● Textauszug
# # #

Und das mit den Eingängen/Ausgängen habe ich nicht wirklich verstanden. ( Was sind denn in dieser Abbildung Eingänge/Ausgänge?

Danke im Voraus!


----------



## wladmichalkow22 (11 November 2012)

Ach und die Beschreibung dazu, falls notwendig:
Am Ende einer Verpackungsrollenbahn erhalten die Verpackungen einen Aufdruck. Die Pakete rollen über die Rollenrutsche vor die Druckeinrichtung. Nach Betätigung des Tasters S1 schiebt Zylinder 1A das Paket auf die entgegengesetzte Rollenbahn. Zylinder 2A schiebt dann das Paket auf eine Rollenrutsche zum Versand. Der Druckvorgang ist nicht Gegenstand der Aufgabe!


----------



## Matze001 (11 November 2012)

Selber denken macht Schlau. Du hast ja nun genug infos bekommen!

S1 und die ganzen B´s sind Eingänge, die M´s sind alles Ausgänge!

Grüße

Marcel


----------



## wladmichalkow22 (11 November 2012)

Ach jetzt habe ich (glaub ich) verstanden. Aber ""Die Ansteuerung der Magnetspulen der beiden 5/2 blablalbla...." sagt mir gar nix, wie soll man das verstehen?


----------



## Matze001 (11 November 2012)

mit 1M1 fährt der Zylinder 1A nach hinten, mit 1M2 vor!
mit 2M1 fährt der Zylinder 2A nach hinten, mit 2M2 vor!

Dein Ablauf sollte etwa so sein:

Man drückt den Taster S1
Zylinder 1A fährt vor
Wenn Zylinder 1A vorn ist
fährt Zylinder 2A vor
ist Zylinder 2A vorn
fährt Zylinder 2A zurück
ist er hinten fährt Zylinder 1A zurück
und das spiel kann von vorn beginnen

Das ganze ist nun ein simpler Ablauf, auch Schrittkette genannt (Als Suchbegriff für dich). 
Es gibt in diesem Ablauf noch Optmierungsmöglichkeiten, welche ich aber bewusst weg gelassen habe.
Wenn du diesen simplen Ablauf in die Logo gebracht hast, kannst du dir gern noch überlegen wie du ihn optmieren kannst.

Grüße

Marcel


----------



## KingHelmer (11 November 2012)

Ich hatte geschrieben, dass hier wahrscheinlich ein 5`2 Wegeventil eingesetzt wird.

# # #

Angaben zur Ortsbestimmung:
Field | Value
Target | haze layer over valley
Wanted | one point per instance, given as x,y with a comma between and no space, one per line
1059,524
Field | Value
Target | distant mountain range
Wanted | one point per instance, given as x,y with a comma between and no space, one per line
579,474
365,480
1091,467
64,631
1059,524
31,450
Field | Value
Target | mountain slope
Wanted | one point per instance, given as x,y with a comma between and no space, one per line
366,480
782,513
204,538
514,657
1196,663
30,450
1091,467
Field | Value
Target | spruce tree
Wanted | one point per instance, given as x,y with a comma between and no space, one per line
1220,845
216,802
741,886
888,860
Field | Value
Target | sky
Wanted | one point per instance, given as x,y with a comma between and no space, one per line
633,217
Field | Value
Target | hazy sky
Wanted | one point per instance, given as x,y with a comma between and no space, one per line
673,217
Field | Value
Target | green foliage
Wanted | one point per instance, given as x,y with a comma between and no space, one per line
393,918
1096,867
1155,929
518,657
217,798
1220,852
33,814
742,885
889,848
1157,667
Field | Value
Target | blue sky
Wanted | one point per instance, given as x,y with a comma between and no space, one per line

# # #

● Aufgabe
Bearbeite den Forumsauszug: Schreib ihn ab dem Satz mit "Und das mit" neu und hör nach "Gegenstand der Aufgabe!" auf. Setz dabei überall "Druckstation" statt "Druckeinrichtung" ein. Die Zeilen oben sind eigenständiges Material und gehören nicht zum Forumsauszug.

● Antwort
Und das mit den Eingängen/Ausgängen habe ich nicht wirklich verstanden. ( Was sind denn in dieser Abbildung Eingänge/Ausgänge?

Danke im Voraus!


----------



## wladmichalkow22 (11 November 2012)

Ach und die Beschreibung dazu, falls notwendig:
Am Ende einer Verpackungsrollenbahn erhalten die Verpackungen einen Aufdruck. Die Pakete rollen über die Rollenrutsche vor die Druckstation. Nach Betätigung des Tasters S1 schiebt Zylinder 1A das Paket auf die entgegengesetzte Rollenbahn. Zylinder 2A schiebt dann das Paket auf eine Rollenrutsche zum Versand. Der Druckvorgang ist nicht Gegenstand der Aufgabe!